The following steps are taken to represent bi-allelic variants in our data structures.
After genotype calling by GATK, check if there are any locations with 2 alternate alleles called across all cells.
# Example where C1-C4 represent different cells; C1: T/T, C2: T/C, C3: C/C, C4: T/A
# REF ALT C1 C2 C3 C4 # T C,A 0/0 0/1 1/1 0/2
If a variant has 2 alternate alleles, a new line will be created for each alternate.
# REF ALT C1 C2 C3 C4 # T C 0/0 0/1 1/1 ./0 # T A 0/0 ./0 ./. 0/1
The INFO for the new genotype won't be split. The DP will be the same as the original value for both created variants.
The following steps are taken to represent multi-allelic variants in our data structures.
After genotype calling by GATK, check if any cell has a 1/2 genotype, see Cell 5 in example below.
# Example where C1-C6 represent different cells; C1: T/T, C2: T/C, C3: C/C, C4: T/A, C5: C/A, C6: A/A
# REF ALT C1 C2 C3 C4 C5 C6 # T C,A 0/0 0/1 1/1 0/2 1/2 2/2
If a cell has a 1/2 genotype, a new line will be created with a new genotype.
# REF ALT C1 C2 C3 C4 C5 C6 # T C 0/0 0/1 1/1 ./0 ./1 ./. # T A 0/0 ./0 ./. 0/1 ./1 1/1 # * C+A ./. ./. ./. ./. 0/1 ./.
The INFO for the new genotype won't be split. The DP will be the same as the original value for all created variants. For multi-allelic variants the reference is listed as '*' as it is not present in these cells.

▸ Recorded information:
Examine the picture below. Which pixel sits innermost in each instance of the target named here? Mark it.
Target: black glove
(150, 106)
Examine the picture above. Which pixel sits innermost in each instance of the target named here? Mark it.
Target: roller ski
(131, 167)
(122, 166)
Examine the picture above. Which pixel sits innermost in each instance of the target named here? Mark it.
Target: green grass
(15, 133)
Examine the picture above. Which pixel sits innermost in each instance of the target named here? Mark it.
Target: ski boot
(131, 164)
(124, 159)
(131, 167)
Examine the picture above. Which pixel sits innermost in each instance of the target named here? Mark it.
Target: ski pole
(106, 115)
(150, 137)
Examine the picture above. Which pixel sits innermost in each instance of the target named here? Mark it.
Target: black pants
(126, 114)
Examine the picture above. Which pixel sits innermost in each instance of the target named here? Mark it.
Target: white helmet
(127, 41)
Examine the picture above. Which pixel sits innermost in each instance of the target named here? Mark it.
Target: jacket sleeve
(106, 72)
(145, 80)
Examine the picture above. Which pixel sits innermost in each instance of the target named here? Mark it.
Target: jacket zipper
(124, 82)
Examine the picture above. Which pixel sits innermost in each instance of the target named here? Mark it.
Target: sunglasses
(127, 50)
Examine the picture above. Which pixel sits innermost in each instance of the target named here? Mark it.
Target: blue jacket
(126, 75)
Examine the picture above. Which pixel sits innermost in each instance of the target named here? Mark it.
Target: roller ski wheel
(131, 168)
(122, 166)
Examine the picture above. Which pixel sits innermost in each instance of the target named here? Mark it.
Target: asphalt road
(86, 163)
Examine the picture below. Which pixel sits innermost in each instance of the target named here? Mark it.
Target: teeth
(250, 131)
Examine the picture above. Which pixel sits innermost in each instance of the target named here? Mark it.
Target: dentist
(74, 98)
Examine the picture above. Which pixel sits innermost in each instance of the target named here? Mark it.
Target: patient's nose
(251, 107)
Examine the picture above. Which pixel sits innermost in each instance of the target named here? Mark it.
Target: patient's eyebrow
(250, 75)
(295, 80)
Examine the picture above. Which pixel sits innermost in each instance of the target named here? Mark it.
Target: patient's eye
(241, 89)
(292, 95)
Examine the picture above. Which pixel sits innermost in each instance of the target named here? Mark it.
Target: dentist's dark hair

▸ Task instructions:
(1) Answer these questions about the text on bi-allelic and multi-allelic variants:
(a) Which tool performs the genotype calling?
(b) What value does the DP take in the newly created variants?
(c) Why is the reference listed as '*' for multi-allelic variants?
(2) Transcribe the stretch of the text on bi-allelic and multi-allelic variants from "# REF ALT C1 C2 C3 C4 # T C 0/0" through "multi-allelic variants in our data structures.".
(3) Translate this sentence from the text on bi-allelic and multi-allelic variants into Spanish: "If a variant has 2 alternate alleles, a new line will be created for each alternate."

▸ Completed exercise:
(1)
(a) GATK.
(b) The same value as the original.
(c) The reference is not present in these cells.

(2)
# REF ALT C1 C2 C3 C4 # T C 0/0 0/1 1/1 ./0 # T A 0/0 ./0 ./. 0/1
The INFO for the new genotype won't be split. The DP will be the same as the original value for both created variants.
The following steps are taken to represent multi-allelic variants in our data structures.

(3) Si una variante tiene 2 alelos alternativos, se creará una nueva línea para cada alternativo.